(Brief) Please rewrite the records from the line containing "out the shrub" down to the line containing "[(623, 120)]", both included, putting "bush on cliff" in place of "shrub on cliff" and leaving everything else as it is.

(Data for processing)
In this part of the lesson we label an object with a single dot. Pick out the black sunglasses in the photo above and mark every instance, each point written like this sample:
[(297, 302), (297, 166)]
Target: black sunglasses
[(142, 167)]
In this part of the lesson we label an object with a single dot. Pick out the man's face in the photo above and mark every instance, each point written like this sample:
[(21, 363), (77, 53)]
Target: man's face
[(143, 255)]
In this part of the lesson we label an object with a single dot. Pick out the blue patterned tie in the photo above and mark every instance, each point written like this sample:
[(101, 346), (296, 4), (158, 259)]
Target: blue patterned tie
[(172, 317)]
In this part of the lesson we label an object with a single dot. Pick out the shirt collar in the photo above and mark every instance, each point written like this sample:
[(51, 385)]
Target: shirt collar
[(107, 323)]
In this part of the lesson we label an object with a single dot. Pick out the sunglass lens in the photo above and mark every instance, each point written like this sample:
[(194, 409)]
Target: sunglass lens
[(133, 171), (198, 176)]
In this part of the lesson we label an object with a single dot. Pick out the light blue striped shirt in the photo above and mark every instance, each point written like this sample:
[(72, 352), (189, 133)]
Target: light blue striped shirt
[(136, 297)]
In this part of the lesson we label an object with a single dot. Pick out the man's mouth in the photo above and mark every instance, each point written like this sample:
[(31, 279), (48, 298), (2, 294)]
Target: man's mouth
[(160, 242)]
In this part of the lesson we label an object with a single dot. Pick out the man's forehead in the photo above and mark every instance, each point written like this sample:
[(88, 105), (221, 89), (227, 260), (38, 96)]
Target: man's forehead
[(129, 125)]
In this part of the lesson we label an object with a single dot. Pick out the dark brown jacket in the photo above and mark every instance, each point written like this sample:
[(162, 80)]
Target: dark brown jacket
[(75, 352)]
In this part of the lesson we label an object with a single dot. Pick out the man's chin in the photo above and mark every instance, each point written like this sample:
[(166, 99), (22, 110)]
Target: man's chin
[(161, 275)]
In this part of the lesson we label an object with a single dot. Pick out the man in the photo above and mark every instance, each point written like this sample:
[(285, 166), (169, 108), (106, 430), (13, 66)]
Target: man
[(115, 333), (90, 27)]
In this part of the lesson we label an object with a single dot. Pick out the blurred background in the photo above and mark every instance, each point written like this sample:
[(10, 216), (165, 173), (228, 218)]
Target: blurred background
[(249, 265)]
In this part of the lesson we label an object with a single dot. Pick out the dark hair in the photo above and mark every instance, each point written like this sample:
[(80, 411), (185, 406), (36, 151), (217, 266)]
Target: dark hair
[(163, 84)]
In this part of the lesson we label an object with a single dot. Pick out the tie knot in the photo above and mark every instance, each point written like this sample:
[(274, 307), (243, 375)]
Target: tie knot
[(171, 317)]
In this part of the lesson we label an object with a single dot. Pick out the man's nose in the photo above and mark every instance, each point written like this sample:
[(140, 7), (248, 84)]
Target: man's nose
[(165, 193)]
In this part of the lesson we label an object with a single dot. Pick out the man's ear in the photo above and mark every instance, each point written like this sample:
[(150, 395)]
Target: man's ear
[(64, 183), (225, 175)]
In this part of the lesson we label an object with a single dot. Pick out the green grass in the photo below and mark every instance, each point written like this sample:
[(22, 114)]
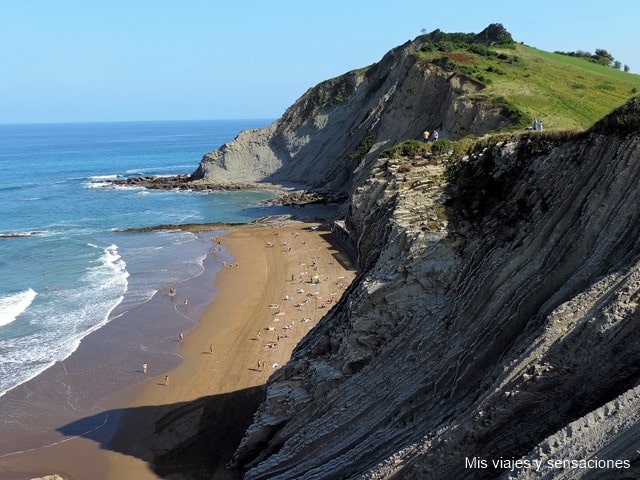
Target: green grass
[(567, 93)]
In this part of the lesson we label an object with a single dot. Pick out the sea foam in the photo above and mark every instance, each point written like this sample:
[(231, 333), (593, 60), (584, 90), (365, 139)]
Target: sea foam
[(13, 305)]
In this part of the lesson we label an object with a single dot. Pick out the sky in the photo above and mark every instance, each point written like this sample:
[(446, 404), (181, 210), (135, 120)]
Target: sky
[(127, 60)]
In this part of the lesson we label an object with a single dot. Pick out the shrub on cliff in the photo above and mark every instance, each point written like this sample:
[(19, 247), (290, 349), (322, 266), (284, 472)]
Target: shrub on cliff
[(623, 120)]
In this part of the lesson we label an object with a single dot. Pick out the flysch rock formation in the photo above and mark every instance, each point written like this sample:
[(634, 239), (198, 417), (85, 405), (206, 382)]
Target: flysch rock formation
[(495, 315), (493, 321), (344, 123)]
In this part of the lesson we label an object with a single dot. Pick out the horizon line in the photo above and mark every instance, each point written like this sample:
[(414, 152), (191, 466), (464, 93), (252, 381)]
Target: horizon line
[(76, 122)]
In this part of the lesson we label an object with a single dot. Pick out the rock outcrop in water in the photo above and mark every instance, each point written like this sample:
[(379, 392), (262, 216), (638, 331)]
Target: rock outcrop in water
[(496, 317), (496, 314)]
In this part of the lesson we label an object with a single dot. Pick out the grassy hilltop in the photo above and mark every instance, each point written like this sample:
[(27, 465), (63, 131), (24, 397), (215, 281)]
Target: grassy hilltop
[(566, 92)]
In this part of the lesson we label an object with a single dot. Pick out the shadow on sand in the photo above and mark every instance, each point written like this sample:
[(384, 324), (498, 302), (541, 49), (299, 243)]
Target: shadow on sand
[(195, 439)]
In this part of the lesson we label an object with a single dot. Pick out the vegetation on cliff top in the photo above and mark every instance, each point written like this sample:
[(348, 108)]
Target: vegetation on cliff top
[(566, 92)]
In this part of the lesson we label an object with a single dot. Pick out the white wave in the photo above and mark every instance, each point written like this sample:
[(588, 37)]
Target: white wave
[(24, 234), (103, 177), (152, 170), (64, 320), (13, 305)]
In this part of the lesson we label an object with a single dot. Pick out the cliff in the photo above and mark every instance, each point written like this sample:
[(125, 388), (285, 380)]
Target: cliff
[(496, 317), (344, 123)]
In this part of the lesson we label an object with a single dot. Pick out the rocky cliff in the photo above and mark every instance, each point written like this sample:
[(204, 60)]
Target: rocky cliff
[(344, 123), (496, 316)]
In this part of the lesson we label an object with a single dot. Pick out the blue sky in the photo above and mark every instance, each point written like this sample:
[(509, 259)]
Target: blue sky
[(201, 59)]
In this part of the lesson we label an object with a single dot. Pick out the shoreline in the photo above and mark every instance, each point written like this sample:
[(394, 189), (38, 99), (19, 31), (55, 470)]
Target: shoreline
[(203, 385)]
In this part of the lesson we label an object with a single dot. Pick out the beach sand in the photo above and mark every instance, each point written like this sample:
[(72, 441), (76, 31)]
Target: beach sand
[(220, 388)]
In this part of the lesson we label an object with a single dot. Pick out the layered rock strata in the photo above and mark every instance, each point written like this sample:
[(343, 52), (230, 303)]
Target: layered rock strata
[(496, 317), (329, 139)]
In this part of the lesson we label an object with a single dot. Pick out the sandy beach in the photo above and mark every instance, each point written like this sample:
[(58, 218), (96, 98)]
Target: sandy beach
[(265, 303)]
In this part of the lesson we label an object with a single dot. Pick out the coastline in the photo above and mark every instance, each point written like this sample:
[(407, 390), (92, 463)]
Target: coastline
[(223, 386)]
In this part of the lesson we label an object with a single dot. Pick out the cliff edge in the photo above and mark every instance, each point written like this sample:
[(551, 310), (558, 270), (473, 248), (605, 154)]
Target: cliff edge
[(330, 137), (495, 319)]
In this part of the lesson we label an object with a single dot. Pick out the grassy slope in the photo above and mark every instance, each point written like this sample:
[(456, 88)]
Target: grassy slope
[(565, 92)]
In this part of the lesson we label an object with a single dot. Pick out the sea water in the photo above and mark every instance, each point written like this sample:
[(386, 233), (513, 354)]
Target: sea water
[(65, 268)]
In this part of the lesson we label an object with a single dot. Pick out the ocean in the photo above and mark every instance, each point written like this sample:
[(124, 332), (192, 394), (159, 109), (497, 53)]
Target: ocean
[(66, 270)]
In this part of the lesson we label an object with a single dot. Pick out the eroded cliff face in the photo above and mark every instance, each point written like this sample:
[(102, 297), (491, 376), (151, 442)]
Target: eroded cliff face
[(329, 139), (496, 316)]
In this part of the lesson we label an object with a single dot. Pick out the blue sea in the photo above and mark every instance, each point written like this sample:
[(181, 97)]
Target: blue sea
[(65, 269)]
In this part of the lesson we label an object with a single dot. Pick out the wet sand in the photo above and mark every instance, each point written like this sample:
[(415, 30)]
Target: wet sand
[(120, 435)]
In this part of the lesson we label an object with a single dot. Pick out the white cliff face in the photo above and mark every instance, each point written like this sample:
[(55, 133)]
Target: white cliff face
[(316, 142), (494, 318)]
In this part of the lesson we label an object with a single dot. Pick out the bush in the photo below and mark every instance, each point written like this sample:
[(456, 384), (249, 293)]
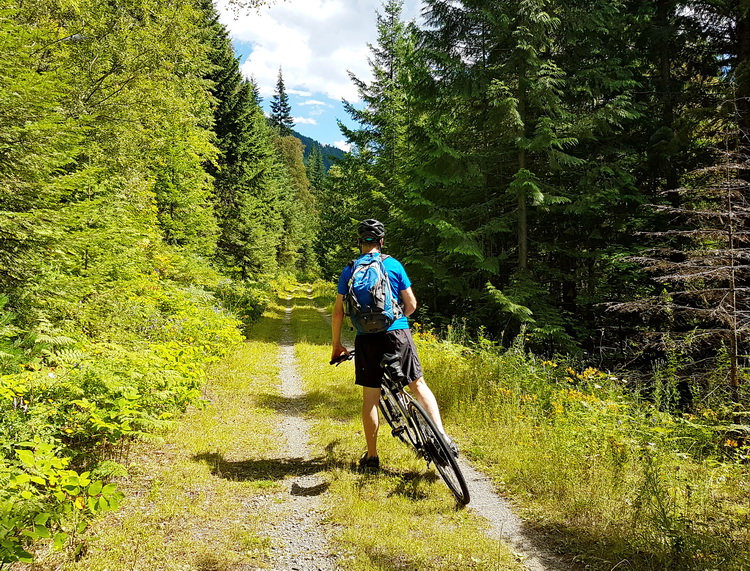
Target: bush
[(136, 358)]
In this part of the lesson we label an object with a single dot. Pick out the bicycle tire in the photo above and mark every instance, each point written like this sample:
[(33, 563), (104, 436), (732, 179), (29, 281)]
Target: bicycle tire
[(395, 415), (436, 449)]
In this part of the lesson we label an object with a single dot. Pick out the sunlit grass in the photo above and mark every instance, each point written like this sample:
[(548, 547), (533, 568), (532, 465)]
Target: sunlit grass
[(401, 518), (609, 479), (195, 501)]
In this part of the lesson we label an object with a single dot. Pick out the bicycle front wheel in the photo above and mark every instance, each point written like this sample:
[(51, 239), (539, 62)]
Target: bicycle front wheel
[(436, 449)]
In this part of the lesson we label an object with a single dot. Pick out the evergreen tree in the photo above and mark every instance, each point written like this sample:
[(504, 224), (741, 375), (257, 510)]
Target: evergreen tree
[(315, 169), (300, 224), (281, 117), (248, 183)]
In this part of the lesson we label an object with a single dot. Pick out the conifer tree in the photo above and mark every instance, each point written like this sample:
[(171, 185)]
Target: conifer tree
[(281, 117), (300, 224), (315, 169), (248, 186)]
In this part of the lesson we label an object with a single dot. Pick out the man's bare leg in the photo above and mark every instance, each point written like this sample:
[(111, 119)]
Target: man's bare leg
[(426, 398), (370, 420)]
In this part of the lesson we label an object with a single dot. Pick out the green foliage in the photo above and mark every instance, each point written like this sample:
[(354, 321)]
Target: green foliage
[(246, 300), (281, 110), (612, 475)]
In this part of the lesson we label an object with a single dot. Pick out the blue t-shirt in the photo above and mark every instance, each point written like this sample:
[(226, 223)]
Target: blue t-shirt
[(397, 276)]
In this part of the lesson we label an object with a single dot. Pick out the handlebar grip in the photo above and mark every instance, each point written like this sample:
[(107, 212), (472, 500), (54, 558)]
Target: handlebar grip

(Expected answer)
In this part of the lesson we label an object with a single dot. Pick out the bush on cliff in the photo above and mark every instance, each point written like this sample:
[(19, 247), (290, 349), (322, 266), (284, 472)]
Target: bush on cliff
[(623, 120)]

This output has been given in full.